-- Data start --
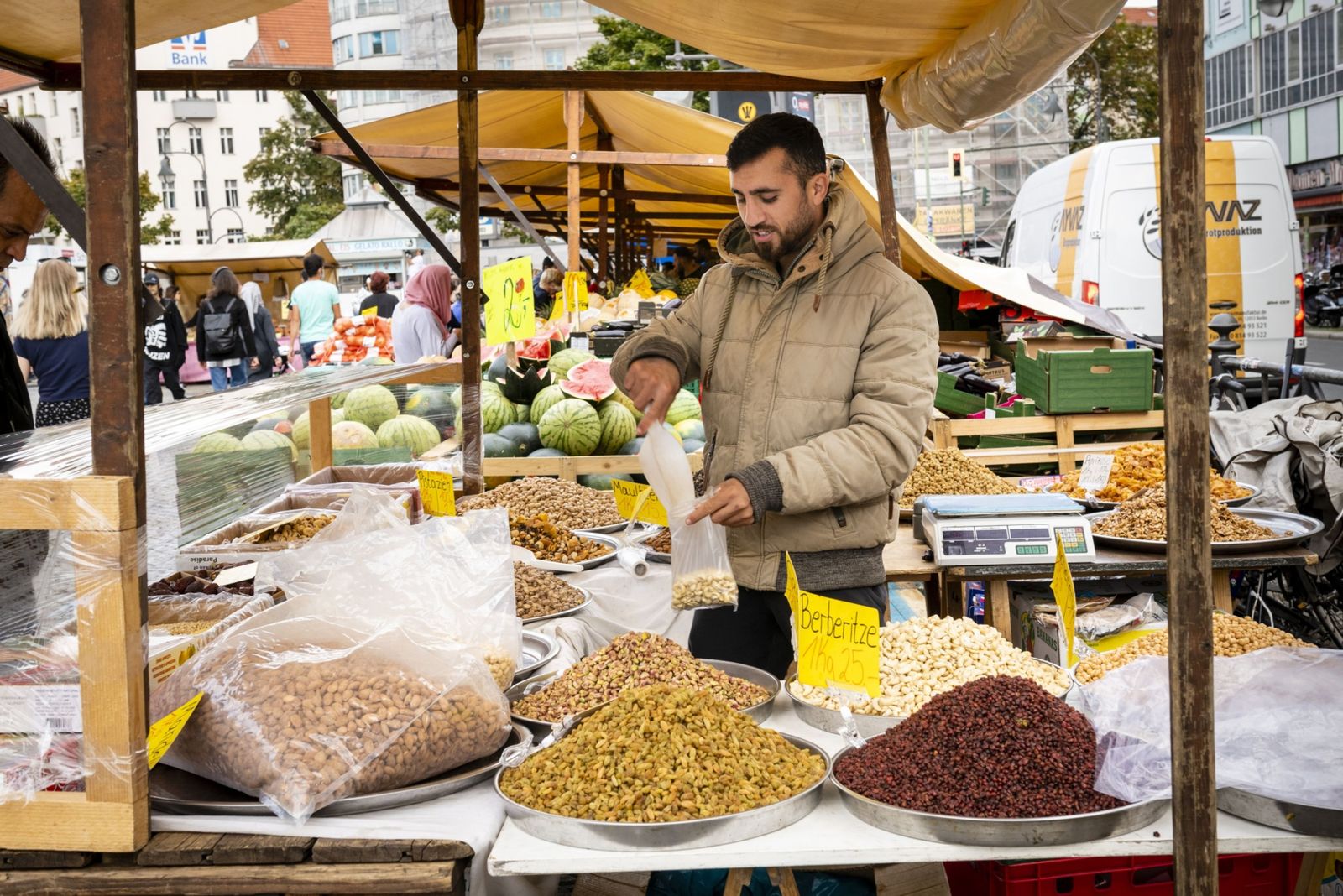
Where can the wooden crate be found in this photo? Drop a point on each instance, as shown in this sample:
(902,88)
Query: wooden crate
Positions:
(1065,452)
(113,812)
-- Data end --
Output the lines above as a Markdown table with the columns No. and Line, leaving out blank lines and the pictures.

| No. | Line |
|---|---|
| 1 | Where can the wooden crate be found in this photo? Drop a point on each instance, as shown in this sample: |
| 2 | (902,88) |
| 3 | Query: wooden crate |
| 4 | Positions: |
| 5 | (1065,452) |
| 6 | (113,812) |